▶
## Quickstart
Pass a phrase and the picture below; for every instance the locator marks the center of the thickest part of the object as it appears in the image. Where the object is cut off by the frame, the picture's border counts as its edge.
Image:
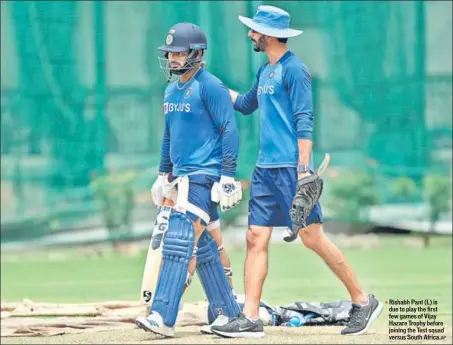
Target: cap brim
(273, 32)
(170, 49)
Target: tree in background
(437, 191)
(403, 189)
(116, 196)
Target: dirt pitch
(378, 334)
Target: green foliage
(116, 195)
(403, 188)
(437, 191)
(350, 194)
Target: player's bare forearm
(305, 147)
(234, 95)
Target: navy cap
(271, 21)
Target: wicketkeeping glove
(309, 190)
(227, 192)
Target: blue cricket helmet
(183, 37)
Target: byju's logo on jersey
(176, 107)
(266, 89)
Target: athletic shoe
(362, 316)
(240, 327)
(154, 323)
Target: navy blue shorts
(271, 195)
(200, 195)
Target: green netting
(81, 95)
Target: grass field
(392, 271)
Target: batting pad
(213, 279)
(177, 251)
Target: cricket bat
(154, 256)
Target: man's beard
(260, 45)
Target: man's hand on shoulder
(234, 95)
(227, 193)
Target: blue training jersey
(283, 93)
(201, 135)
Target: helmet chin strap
(189, 65)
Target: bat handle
(324, 164)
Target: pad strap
(182, 201)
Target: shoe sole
(205, 331)
(373, 318)
(240, 334)
(152, 330)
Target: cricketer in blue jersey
(283, 93)
(199, 159)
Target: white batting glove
(161, 189)
(227, 193)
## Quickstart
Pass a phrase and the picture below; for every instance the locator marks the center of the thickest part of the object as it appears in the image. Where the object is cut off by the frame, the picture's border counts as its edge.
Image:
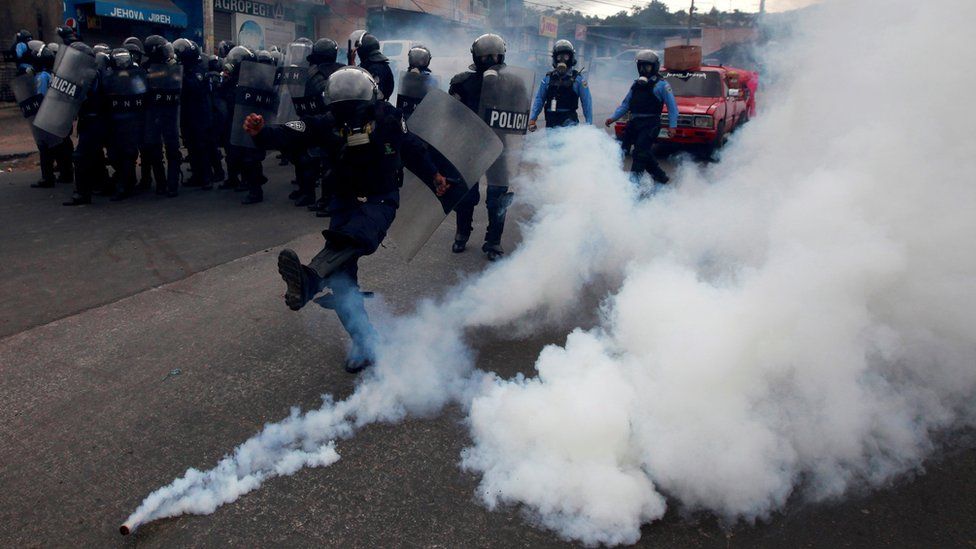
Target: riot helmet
(487, 51)
(648, 63)
(155, 48)
(351, 94)
(563, 55)
(419, 58)
(324, 50)
(121, 58)
(186, 51)
(236, 56)
(369, 49)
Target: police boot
(492, 251)
(77, 200)
(460, 242)
(301, 282)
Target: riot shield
(164, 81)
(462, 145)
(125, 96)
(506, 98)
(254, 94)
(25, 92)
(294, 75)
(68, 88)
(412, 88)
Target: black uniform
(367, 196)
(197, 123)
(383, 74)
(314, 164)
(466, 87)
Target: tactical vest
(643, 102)
(561, 89)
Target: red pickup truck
(712, 102)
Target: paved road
(100, 303)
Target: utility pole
(208, 45)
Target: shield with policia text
(163, 100)
(29, 101)
(255, 93)
(293, 76)
(68, 88)
(506, 99)
(463, 146)
(413, 87)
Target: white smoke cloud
(799, 317)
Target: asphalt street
(142, 338)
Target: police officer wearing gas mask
(562, 91)
(377, 64)
(487, 52)
(368, 145)
(645, 101)
(322, 64)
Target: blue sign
(136, 11)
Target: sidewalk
(17, 149)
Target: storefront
(260, 25)
(112, 21)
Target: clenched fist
(253, 124)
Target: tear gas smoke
(798, 319)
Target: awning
(156, 12)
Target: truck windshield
(695, 83)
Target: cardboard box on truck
(682, 58)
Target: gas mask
(355, 121)
(121, 59)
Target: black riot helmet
(45, 57)
(648, 63)
(418, 58)
(187, 52)
(264, 57)
(324, 50)
(121, 58)
(236, 56)
(224, 48)
(155, 48)
(351, 93)
(487, 51)
(369, 49)
(563, 55)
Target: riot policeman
(368, 145)
(42, 64)
(195, 113)
(371, 59)
(124, 85)
(645, 101)
(165, 79)
(488, 54)
(562, 91)
(243, 157)
(89, 154)
(322, 64)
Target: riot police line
(336, 124)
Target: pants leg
(46, 157)
(63, 153)
(465, 211)
(497, 200)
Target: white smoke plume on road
(797, 319)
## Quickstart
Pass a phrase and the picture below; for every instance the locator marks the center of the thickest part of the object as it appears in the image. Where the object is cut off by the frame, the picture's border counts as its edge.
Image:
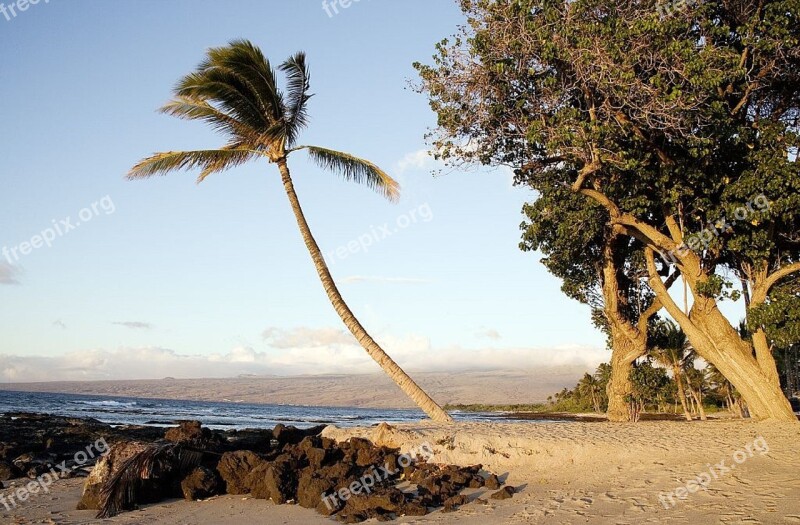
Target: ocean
(216, 415)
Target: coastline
(356, 390)
(570, 472)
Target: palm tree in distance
(235, 91)
(672, 350)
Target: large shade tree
(235, 90)
(674, 126)
(600, 269)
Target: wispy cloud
(306, 337)
(8, 273)
(377, 279)
(413, 353)
(416, 160)
(490, 333)
(134, 325)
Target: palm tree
(672, 350)
(235, 91)
(697, 384)
(589, 387)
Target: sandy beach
(564, 473)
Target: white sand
(602, 473)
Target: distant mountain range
(373, 390)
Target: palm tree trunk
(676, 372)
(406, 384)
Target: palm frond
(223, 89)
(355, 169)
(298, 84)
(189, 108)
(246, 59)
(210, 161)
(144, 477)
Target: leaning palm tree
(235, 91)
(672, 350)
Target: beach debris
(104, 469)
(146, 477)
(201, 483)
(504, 493)
(235, 467)
(8, 471)
(352, 481)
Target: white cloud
(375, 279)
(134, 325)
(8, 273)
(294, 352)
(490, 334)
(417, 160)
(306, 337)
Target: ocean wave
(106, 403)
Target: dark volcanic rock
(492, 482)
(202, 483)
(311, 487)
(291, 435)
(276, 481)
(235, 467)
(453, 502)
(285, 465)
(379, 504)
(504, 493)
(8, 471)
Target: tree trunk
(676, 372)
(623, 354)
(406, 384)
(764, 357)
(698, 400)
(718, 343)
(723, 347)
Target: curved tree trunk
(623, 354)
(677, 374)
(716, 341)
(406, 384)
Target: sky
(102, 278)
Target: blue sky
(213, 279)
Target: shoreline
(571, 472)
◀
§ Requirements: Repeat exactly, and only, the lines of the records above, starting with the line that contains "Target: coastline" and ending with the final line, both included.

§ Full answer:
Target: coastline
(356, 390)
(570, 472)
Target: palm tree in distance
(235, 91)
(672, 350)
Target: large shade tree
(235, 90)
(674, 126)
(600, 269)
Target: wispy cloud
(306, 337)
(8, 273)
(377, 279)
(413, 353)
(416, 160)
(490, 333)
(134, 325)
Target: palm tree
(672, 350)
(235, 91)
(697, 384)
(589, 387)
Target: sandy beach
(564, 473)
Target: white sand
(602, 473)
Target: distant mountain range
(373, 390)
Target: palm tree trunk
(676, 372)
(406, 384)
Target: palm frond
(223, 89)
(355, 169)
(298, 84)
(189, 108)
(246, 59)
(210, 161)
(144, 477)
Target: leaning palm tree
(235, 91)
(672, 350)
Target: beach debris
(104, 469)
(146, 477)
(201, 483)
(504, 493)
(235, 467)
(8, 471)
(352, 481)
Target: white cloud
(375, 279)
(134, 325)
(8, 273)
(294, 352)
(490, 334)
(417, 160)
(306, 337)
Target: ocean wave
(106, 403)
Target: dark volcanic rock
(492, 482)
(202, 483)
(311, 487)
(291, 435)
(276, 481)
(235, 467)
(453, 502)
(285, 465)
(379, 504)
(504, 493)
(8, 471)
Target: tree trunk
(676, 372)
(623, 354)
(406, 384)
(764, 357)
(698, 400)
(718, 343)
(723, 347)
Target: curved tree trunk
(623, 354)
(677, 374)
(716, 341)
(406, 384)
Target: sky
(102, 278)
Target: blue sky
(213, 279)
Target: shoreline
(571, 472)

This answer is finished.